- **STATED EXERCISE**: List each line of the material below that contains the string "segment". Case matters.
--- BEGIN THE RECORDS ---
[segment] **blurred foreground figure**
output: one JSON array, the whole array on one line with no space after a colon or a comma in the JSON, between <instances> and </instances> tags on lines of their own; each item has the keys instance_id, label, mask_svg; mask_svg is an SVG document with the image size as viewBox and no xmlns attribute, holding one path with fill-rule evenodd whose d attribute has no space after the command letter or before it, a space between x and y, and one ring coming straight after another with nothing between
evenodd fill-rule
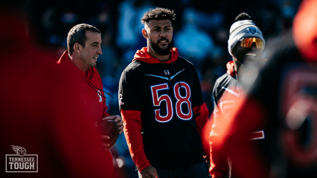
--- END THE RECORDS ---
--- BEGIN THE RECORDS ---
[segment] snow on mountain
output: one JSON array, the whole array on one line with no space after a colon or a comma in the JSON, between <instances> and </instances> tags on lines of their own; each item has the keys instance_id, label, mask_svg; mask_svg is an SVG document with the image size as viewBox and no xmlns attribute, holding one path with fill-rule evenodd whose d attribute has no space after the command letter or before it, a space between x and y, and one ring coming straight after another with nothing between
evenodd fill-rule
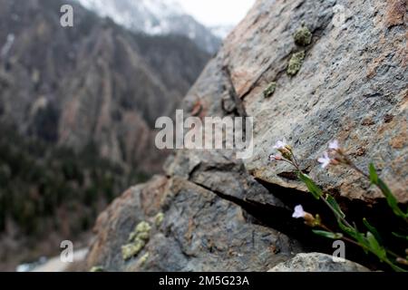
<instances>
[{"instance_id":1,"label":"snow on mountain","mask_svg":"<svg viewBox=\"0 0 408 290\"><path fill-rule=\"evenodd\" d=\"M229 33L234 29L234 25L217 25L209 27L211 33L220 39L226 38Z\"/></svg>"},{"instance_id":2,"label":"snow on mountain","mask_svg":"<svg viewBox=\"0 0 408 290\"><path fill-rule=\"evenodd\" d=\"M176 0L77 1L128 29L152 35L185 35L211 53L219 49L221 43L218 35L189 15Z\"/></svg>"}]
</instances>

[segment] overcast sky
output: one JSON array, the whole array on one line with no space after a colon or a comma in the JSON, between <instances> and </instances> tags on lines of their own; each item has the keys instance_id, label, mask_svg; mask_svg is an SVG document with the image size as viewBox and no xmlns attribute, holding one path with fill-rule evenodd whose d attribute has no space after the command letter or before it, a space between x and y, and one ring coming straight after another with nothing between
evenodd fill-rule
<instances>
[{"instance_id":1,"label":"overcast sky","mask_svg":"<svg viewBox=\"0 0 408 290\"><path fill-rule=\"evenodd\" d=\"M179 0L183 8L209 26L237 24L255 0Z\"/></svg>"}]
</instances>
--- END THE RECORDS ---
--- BEGIN THE RECORDS ---
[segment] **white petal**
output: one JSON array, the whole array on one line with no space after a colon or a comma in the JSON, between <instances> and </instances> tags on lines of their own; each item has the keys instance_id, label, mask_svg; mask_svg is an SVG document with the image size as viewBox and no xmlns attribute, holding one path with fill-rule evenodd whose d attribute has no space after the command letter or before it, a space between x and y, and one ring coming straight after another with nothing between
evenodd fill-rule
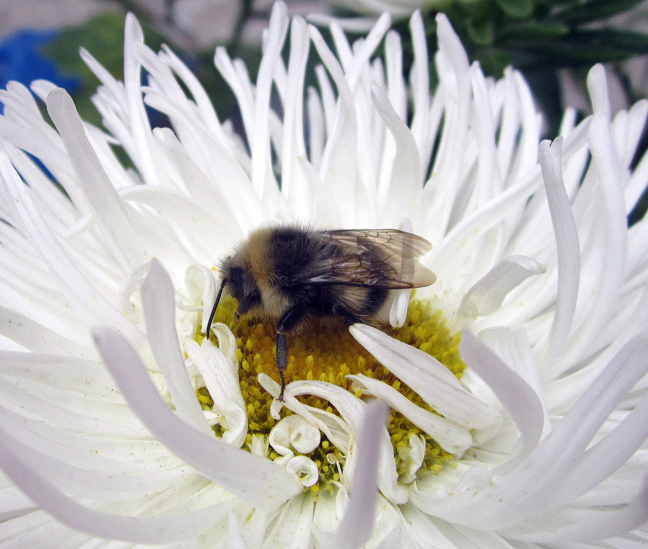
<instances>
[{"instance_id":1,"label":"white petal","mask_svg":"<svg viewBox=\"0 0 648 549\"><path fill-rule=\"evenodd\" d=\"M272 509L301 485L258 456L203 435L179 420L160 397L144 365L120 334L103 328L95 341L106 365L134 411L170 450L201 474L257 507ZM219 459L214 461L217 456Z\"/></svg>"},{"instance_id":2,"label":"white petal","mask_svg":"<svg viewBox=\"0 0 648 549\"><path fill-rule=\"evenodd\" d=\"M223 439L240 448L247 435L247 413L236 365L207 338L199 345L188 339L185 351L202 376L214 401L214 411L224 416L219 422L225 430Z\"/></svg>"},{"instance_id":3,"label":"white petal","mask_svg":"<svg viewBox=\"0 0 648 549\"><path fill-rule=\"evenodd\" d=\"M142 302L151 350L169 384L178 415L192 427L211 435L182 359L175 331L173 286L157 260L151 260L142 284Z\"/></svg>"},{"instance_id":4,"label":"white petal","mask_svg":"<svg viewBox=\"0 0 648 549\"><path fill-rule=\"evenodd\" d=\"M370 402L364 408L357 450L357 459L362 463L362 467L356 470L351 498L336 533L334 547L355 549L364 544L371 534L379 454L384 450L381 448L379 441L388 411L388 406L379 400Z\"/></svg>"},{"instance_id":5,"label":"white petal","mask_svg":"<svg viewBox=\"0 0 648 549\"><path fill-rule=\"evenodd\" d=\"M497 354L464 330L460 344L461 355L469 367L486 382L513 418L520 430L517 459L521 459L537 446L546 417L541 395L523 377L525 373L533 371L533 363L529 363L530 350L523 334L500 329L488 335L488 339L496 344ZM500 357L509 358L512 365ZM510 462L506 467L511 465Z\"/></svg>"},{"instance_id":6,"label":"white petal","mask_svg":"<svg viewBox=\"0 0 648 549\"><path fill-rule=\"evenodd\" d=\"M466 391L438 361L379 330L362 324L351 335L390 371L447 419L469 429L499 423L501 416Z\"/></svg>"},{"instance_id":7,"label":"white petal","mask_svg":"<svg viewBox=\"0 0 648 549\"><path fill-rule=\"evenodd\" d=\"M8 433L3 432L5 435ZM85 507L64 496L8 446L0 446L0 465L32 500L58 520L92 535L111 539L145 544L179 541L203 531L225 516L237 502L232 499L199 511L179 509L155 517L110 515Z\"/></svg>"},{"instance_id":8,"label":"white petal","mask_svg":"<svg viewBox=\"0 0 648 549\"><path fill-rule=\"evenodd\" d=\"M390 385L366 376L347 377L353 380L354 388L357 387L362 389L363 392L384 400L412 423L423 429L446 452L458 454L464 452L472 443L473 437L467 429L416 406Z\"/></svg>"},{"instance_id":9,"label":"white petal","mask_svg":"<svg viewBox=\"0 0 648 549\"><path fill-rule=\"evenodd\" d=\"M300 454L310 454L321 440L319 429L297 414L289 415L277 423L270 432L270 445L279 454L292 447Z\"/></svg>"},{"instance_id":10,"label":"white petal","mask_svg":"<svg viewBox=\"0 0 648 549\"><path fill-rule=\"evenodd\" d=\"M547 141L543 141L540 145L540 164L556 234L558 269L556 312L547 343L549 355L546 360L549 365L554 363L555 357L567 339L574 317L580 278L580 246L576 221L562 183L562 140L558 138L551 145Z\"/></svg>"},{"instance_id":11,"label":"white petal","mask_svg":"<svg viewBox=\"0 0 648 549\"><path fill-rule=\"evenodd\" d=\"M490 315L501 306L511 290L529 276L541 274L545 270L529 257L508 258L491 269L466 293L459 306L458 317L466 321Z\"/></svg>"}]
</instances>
--- END THE RECORDS ---
- **COMPLETE OUTPUT**:
[segment] **blurred foreground figure**
[segment] snow on mountain
[segment] overcast sky
[segment] **white petal**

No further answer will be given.